======== 抜粋した文章

定員充足率が重視され, 大学院生を定員どお
りにとらないと学科運営ができず, 大学院におけるレベルの低下とオーバードク
ター問題が問題となっている.
アメリカでは大学院生の数と予算とは直接比例連動し
ないと聞いている. 供給過剰に不況が重なって,
純粋に研究を志す優秀な大学院生にとってさえも
「受益者負担」が想定したような高給を望める分野は限られている.
そういう幸運な分野以外は, 学位取得者であっても
研究と両立するアルバイトを探せるだけで
好運とあきらめるしかない状況である.
優秀な学生に 2 年または 3 年の期限つきで給与を支給する制度もありはす
るが,
採用された学生でも, 3 年後には路頭に迷いかねない.
これを自由競争と呼び推奨しても,
優秀な学生ほど研究などすまいと思うのではないか.
従来は, 優秀な学生はまず助手として採用され, 軽い義務のもとに給料を保証さ
れ, その間に自分の研究を行うという修行の仕方があった. 弊害もあったかもし
れないが身分の安定は替えがたい利点で, 海外の研究者に羨望の言葉を聞いたこ
ともある.
重点化に伴い教育負
担がふえたことも, 大学教官の職業としての魅力をなくしつつある.

================
======== 元の記録

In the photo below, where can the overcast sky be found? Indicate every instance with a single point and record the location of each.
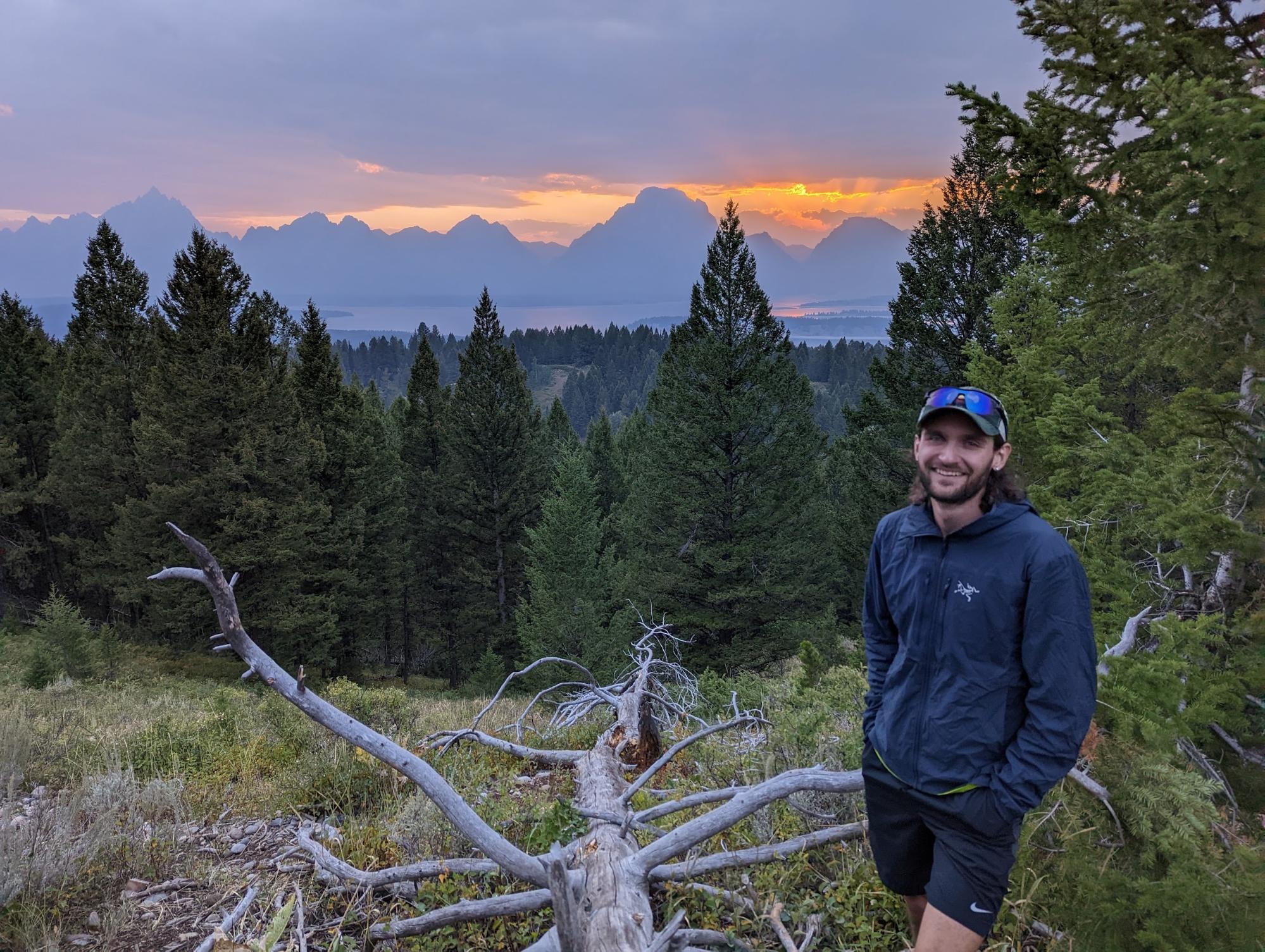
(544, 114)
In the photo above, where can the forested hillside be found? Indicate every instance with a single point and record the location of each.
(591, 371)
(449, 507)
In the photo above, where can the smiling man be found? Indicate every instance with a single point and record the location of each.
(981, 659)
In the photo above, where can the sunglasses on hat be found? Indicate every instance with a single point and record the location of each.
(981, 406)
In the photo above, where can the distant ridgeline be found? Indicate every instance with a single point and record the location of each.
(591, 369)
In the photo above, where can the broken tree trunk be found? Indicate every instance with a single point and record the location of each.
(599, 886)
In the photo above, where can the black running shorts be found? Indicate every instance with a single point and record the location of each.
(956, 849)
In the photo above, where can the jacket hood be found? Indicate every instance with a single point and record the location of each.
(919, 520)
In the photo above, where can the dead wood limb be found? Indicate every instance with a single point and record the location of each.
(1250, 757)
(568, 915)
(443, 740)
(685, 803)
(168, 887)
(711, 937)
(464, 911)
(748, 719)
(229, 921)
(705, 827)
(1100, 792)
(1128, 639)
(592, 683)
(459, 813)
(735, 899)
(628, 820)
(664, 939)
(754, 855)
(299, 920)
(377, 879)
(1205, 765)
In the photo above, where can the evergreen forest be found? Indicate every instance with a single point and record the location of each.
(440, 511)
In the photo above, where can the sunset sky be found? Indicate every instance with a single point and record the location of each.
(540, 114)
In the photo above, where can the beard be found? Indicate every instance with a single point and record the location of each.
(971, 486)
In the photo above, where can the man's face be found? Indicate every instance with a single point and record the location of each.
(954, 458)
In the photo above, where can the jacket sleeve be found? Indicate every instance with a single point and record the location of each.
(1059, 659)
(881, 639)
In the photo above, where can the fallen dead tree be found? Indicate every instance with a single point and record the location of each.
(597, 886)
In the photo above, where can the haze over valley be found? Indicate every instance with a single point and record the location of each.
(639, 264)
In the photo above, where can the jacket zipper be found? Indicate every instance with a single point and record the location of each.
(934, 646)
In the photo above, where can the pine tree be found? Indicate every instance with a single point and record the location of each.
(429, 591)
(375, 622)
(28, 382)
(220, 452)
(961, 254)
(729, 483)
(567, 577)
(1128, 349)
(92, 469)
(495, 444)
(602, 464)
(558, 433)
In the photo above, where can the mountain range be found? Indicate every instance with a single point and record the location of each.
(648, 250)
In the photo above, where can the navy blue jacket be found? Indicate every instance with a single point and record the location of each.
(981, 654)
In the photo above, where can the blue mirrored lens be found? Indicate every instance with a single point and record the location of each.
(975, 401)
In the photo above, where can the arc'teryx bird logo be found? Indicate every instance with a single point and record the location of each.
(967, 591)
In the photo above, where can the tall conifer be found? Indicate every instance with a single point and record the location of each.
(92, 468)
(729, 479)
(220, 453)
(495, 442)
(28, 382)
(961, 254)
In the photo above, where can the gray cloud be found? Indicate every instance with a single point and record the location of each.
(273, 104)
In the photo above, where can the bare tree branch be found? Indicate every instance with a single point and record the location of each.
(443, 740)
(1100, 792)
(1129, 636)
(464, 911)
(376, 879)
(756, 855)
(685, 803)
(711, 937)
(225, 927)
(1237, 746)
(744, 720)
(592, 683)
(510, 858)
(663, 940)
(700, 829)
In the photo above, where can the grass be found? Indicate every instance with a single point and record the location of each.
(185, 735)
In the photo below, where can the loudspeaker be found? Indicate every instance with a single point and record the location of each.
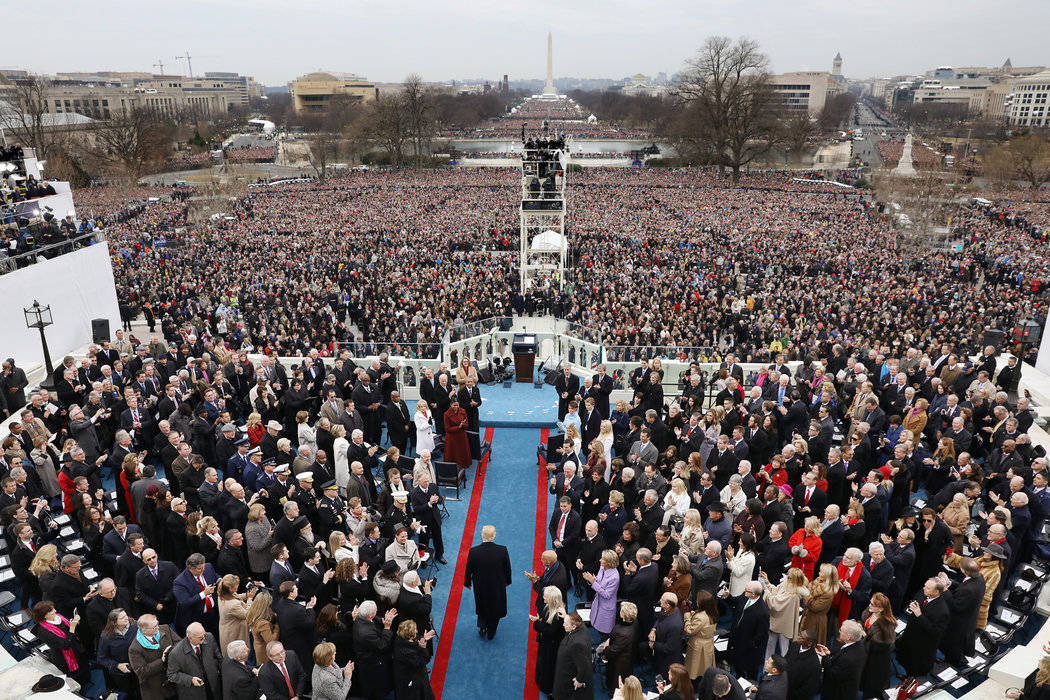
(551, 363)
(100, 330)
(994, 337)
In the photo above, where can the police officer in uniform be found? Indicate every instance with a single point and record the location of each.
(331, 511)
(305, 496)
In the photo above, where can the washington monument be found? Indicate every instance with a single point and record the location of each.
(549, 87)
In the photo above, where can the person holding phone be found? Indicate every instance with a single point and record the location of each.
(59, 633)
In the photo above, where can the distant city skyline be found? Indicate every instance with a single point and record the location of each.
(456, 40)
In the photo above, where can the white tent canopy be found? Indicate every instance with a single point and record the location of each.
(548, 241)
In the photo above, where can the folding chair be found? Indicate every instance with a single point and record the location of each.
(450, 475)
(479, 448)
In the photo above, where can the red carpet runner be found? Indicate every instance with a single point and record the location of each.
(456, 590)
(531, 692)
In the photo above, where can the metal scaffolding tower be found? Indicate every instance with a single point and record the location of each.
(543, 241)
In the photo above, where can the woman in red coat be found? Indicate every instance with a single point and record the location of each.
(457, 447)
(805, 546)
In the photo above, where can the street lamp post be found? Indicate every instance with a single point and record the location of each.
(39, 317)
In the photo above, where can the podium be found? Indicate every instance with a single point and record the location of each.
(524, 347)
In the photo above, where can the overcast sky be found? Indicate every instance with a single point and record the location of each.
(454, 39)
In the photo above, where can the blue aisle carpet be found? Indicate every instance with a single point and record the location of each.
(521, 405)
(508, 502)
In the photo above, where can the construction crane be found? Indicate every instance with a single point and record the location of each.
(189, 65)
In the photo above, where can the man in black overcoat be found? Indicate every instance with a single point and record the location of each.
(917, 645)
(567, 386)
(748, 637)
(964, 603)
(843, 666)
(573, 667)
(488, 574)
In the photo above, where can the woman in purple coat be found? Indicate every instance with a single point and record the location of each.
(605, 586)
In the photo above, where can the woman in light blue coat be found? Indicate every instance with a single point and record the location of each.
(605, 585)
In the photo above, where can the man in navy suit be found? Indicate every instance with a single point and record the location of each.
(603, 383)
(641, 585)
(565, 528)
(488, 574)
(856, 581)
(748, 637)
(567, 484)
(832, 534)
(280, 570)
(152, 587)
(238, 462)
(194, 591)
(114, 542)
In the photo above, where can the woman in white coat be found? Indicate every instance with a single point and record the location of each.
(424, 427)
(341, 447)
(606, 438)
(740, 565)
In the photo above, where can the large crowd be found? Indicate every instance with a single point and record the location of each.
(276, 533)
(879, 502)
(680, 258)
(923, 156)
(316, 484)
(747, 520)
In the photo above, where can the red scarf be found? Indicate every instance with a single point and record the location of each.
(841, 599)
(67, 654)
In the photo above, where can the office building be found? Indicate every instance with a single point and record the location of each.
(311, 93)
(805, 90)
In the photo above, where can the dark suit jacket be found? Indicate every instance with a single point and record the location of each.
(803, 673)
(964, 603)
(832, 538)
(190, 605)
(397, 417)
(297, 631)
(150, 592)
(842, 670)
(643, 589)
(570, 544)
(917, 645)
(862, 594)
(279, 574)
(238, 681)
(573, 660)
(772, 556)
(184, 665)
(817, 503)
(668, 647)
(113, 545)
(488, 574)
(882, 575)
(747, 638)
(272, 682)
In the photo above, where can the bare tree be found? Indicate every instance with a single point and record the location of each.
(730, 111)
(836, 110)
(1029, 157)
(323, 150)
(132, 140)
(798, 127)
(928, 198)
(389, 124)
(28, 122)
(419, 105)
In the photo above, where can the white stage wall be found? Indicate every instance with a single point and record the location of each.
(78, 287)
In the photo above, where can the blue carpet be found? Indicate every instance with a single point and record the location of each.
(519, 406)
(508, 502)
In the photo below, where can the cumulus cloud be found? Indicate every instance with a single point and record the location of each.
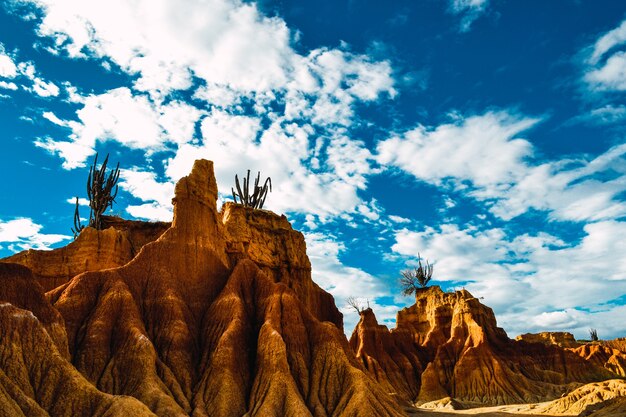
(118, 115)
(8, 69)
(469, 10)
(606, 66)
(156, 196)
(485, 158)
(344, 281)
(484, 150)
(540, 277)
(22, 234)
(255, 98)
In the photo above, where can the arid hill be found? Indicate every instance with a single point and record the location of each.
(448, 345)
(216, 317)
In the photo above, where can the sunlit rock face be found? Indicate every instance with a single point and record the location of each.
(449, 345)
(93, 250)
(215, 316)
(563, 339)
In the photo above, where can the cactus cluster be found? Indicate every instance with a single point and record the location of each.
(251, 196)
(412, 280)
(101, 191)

================

* _課題 A_:
大学院についての文章から、「アメリカでは大学院生の数と予算とは直接比例連動し」から「好運とあきらめるしかない状況である.」に至るまでの部分をすべて打ち直してください。
* _課題 B_:
大学院についての文章で「従来は」から始まる段落を、主な事実を残したまま箇条書きに短くまとめてください。
* _課題 C_:
大学院についての文章を、最後の文の後から書き継いでください。

* _解答 A_:
アメリカでは大学院生の数と予算とは直接比例連動し
ないと聞いている. 供給過剰に不況が重なって,
純粋に研究を志す優秀な大学院生にとってさえも
「受益者負担」が想定したような高給を望める分野は限られている.
そういう幸運な分野以外は, 学位取得者であっても
研究と両立するアルバイトを探せるだけで
好運とあきらめるしかない状況である.

* _解答 B_:
- 従来、優秀な学生はまず助手として採用された。
- 軽い義務のもとで給料が保証され、その間に自分の研究を行うという修行の仕方があった。
- 弊害もあったかもしれないが、身分の安定は替えがたい利点だった。
- 海外の研究者から羨望の言葉を聞いたこともある。

* _解答 C_:
優秀な人がいつ現れても良いように教官の空席を空けておくこと
も, 教育負担が過剰になっていて従来のようにはできない.院生数は従来のほぼ 10
倍はいるのではないかと思うが, 教官は全くといって良いほど増えていないのである.
教官自身の研究にも支障をきたしている他,
各研究分野の学問的発展に応じた形で後継者を育てるというあるべき知的活動の
継承の形が, 行政上の制約で大きく損われていると感じる. 国立大学はこれま
でに欧米の大学と肩を並べうる地位を保っており, 元文相自ら述べているように欧米の半分といわれる投資額
に比べれば驚くに値する筈である[17].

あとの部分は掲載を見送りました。